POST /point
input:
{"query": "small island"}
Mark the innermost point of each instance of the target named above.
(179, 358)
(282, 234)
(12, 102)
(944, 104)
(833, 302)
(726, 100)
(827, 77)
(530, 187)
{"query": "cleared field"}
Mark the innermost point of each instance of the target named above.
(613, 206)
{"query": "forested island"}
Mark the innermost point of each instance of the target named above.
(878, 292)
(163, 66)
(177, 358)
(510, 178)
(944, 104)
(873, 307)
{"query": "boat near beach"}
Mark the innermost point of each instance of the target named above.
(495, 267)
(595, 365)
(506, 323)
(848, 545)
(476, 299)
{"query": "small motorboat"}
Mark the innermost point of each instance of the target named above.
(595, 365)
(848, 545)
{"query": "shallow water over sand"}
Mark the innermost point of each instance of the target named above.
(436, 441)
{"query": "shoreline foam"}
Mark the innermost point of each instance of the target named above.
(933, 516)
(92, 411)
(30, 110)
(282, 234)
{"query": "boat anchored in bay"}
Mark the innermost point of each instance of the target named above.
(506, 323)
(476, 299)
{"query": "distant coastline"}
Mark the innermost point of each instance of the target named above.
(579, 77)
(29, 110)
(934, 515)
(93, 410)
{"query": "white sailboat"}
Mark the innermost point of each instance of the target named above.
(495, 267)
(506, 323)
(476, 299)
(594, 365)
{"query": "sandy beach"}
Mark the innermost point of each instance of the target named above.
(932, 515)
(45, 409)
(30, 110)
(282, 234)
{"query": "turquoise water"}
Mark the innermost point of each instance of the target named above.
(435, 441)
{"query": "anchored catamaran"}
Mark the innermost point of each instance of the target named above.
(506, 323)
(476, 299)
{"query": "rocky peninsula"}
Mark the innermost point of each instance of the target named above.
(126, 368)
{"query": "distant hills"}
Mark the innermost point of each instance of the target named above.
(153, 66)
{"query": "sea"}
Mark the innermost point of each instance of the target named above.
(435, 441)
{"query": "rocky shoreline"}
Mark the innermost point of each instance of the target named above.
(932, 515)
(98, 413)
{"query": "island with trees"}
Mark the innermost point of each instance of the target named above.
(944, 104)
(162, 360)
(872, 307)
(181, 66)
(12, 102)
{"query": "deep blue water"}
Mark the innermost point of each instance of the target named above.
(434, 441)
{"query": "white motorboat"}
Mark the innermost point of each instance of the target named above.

....................

§ REQUIRED TASK
Every line of the records above needs to be given again exactly.

§ RESULT BELOW
POST /point
input:
{"query": "small island"}
Mark the innermost point of each instance of the target named above.
(179, 358)
(282, 234)
(12, 102)
(944, 104)
(833, 302)
(726, 100)
(827, 77)
(530, 187)
{"query": "cleared field"}
Mark the innermost point of each instance of the target named above.
(613, 206)
{"query": "forested island"}
Mark the innermost point of each instance of the target named above.
(878, 292)
(163, 66)
(177, 358)
(510, 178)
(944, 104)
(873, 307)
{"query": "boat near beach"}
Mark the innermost point of each instance of the target named above.
(495, 267)
(595, 365)
(506, 323)
(848, 545)
(476, 299)
{"query": "small motorboat"}
Mark the innermost point of each instance of the target named above.
(595, 365)
(848, 545)
{"query": "shallow water over sand"}
Mark the innermost point of each instance of the target named above.
(436, 441)
{"query": "shoreline foam"}
Mark the innermost point of each instance of the target named above.
(933, 516)
(92, 411)
(30, 110)
(282, 234)
{"query": "boat anchored in bay"}
Mark the innermost point of each instance of the target named above.
(506, 323)
(476, 299)
{"query": "distant coastline"}
Mark the innermost point of each instance of the target named above.
(579, 77)
(29, 110)
(934, 515)
(93, 410)
{"query": "white sailboat"}
Mark the innermost point of each instance of the target named above.
(495, 267)
(506, 323)
(476, 299)
(594, 365)
{"query": "sandy beach"}
Mark the innermost point of each instance of the target named above.
(932, 515)
(45, 409)
(30, 110)
(282, 234)
{"query": "turquoise water"}
Mark the innermost point of each instance of the target named above.
(435, 441)
{"query": "anchored catamaran"}
Mark the innermost point of each instance of the target named above.
(506, 323)
(476, 299)
{"query": "rocky peninsula"}
Mark the innermost point of each instance of the target named above.
(126, 368)
{"query": "distant hills"}
Mark the innermost point of each instance of the target named above.
(153, 66)
{"query": "sea"}
Mark the innermost point of each instance of the target named above.
(435, 441)
{"query": "rocky shoreline"}
Mark the innermost point of each instance of the target named above.
(932, 515)
(98, 413)
{"query": "island with trees"}
Mark the innermost point of each instance of the target named above.
(944, 104)
(162, 360)
(872, 307)
(181, 66)
(12, 102)
{"query": "deep blue water"}
Mark the innermost point of each instance of the target named above.
(434, 441)
{"query": "white motorboat"}
Mark the innermost point of each instance of the target named above.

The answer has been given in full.